Exercise aim: Which lines in the entries below contain the string "locate"? Find and copy each of them.

* * * * * * * * *

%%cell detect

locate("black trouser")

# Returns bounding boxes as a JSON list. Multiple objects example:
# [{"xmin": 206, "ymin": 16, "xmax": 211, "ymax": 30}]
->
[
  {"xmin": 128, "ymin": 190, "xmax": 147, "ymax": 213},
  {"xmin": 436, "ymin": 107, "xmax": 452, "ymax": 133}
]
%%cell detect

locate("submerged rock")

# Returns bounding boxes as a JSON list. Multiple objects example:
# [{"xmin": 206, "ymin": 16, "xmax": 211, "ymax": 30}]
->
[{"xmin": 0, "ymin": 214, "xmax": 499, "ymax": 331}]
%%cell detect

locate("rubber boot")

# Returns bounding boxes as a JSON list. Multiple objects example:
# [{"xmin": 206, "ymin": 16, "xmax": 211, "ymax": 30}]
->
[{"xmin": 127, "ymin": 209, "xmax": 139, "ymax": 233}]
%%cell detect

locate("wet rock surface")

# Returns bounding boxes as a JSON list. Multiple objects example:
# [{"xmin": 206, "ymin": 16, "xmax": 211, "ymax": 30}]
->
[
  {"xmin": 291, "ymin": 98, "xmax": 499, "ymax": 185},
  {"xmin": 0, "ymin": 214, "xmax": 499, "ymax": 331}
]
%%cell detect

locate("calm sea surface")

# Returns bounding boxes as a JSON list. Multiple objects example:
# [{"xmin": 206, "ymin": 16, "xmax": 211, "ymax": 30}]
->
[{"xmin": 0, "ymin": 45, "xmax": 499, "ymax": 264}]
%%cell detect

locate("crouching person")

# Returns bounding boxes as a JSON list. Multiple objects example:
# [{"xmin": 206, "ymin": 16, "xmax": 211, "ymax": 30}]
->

* * * * * * * * *

The completed task:
locate("black trouser")
locate("submerged rock")
locate("rubber boot")
locate("wet rock surface")
locate("calm sea surface")
locate("crouching person")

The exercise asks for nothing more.